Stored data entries

________________________________________

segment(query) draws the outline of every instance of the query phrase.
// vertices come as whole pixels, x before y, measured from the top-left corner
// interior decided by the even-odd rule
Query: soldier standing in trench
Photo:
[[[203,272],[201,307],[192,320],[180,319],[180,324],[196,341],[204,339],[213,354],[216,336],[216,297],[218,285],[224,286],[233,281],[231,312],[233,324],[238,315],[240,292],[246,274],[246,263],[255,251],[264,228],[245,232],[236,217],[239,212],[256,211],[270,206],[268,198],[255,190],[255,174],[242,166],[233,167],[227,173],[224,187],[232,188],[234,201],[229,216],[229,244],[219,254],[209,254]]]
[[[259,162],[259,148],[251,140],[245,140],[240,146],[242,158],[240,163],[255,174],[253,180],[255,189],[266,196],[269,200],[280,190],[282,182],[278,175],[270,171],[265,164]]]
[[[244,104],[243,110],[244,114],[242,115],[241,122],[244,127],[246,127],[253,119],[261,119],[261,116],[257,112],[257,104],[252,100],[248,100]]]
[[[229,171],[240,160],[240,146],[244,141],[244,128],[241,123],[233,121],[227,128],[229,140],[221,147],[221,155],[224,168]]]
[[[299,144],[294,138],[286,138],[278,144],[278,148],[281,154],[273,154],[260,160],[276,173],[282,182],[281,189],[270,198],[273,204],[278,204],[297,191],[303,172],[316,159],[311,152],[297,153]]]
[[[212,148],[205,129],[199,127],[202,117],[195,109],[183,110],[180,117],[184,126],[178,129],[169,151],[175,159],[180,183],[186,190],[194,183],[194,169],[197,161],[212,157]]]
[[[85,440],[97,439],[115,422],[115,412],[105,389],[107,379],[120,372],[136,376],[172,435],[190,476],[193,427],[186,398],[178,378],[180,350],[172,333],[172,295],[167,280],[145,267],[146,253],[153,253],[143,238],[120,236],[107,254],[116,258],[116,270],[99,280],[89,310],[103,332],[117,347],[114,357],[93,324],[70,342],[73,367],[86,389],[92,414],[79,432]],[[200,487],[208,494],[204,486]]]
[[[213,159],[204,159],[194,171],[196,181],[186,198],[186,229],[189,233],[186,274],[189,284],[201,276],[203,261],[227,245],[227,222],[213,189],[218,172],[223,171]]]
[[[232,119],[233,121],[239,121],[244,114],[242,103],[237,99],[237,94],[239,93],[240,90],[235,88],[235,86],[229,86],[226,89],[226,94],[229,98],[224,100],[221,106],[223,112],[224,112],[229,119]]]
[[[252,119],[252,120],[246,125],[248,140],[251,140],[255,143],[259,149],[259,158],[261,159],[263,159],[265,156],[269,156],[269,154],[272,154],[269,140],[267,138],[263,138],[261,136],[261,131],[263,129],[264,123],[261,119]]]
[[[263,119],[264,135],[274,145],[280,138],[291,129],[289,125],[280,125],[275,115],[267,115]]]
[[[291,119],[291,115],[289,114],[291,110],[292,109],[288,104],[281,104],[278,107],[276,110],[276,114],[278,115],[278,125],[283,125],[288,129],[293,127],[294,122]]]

________________________________________

▶ **PROBLEM TO SOLVE**
Gather every line in the data above that contains the word "vertices", and copy each of those lines in full.

▶ **FINAL ANSWER**
// vertices come as whole pixels, x before y, measured from the top-left corner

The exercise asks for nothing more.